### Exercise material
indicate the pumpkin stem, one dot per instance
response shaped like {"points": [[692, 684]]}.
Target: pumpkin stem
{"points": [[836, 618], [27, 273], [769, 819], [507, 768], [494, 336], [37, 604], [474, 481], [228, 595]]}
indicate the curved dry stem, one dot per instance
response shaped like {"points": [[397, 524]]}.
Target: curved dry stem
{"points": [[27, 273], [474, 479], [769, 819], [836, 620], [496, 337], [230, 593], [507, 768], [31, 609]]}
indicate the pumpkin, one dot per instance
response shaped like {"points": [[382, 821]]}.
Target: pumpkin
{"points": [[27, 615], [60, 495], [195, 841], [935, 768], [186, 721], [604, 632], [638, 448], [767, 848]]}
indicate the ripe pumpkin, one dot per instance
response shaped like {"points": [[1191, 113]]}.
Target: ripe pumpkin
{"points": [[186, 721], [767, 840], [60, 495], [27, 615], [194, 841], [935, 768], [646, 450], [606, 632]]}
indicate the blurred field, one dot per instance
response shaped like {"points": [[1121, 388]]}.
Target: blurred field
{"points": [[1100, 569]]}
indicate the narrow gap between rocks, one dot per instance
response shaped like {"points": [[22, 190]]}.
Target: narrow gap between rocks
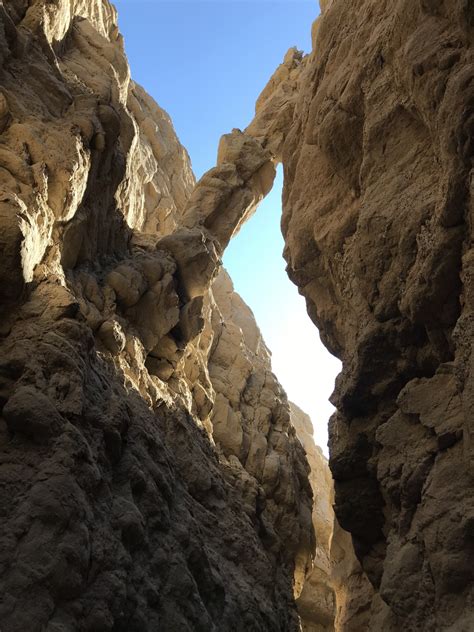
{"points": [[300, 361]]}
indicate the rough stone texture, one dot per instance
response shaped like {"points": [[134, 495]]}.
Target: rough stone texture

### Work required
Could you extract every line of the listing above and reproduce each one word for word, leaving out any picture?

### Exercise result
indicate the pumpkin stem, one dot per instance
response shaped like {"points": [[692, 684]]}.
Target: pumpkin stem
{"points": [[836, 618], [27, 273], [769, 819], [507, 768], [494, 336], [37, 604], [474, 481], [228, 595]]}
indicate the curved dry stem, one dot per instance
response shaped like {"points": [[397, 524]]}.
Target: curved dry stem
{"points": [[27, 273], [474, 479], [769, 819], [836, 620], [496, 337], [230, 593], [507, 768], [31, 609]]}
indicate the pumpkin, one dot per instance
response shaped like {"points": [[382, 821]]}.
Target: pumpkin
{"points": [[27, 615], [60, 495], [195, 841], [935, 768], [186, 721], [604, 632], [638, 448], [767, 848]]}
indicate the ripe pumpkin, one dot per instance
response shaped like {"points": [[1191, 113]]}.
Target: ripe pumpkin
{"points": [[186, 721], [767, 840], [60, 495], [27, 615], [194, 841], [935, 768], [646, 450], [606, 632]]}
indicate the blurred field, one dot per instance
response shaped like {"points": [[1121, 388]]}.
Target: blurred field
{"points": [[1100, 569]]}
indicate the narrow gap between rocks, one dot per instance
response shaped like {"points": [[22, 190]]}.
Target: narrow gap between rocks
{"points": [[300, 361]]}
indicate the rough stone texture, one dot per instance
response shaped like {"points": [[134, 495]]}.
Target: rough stone texture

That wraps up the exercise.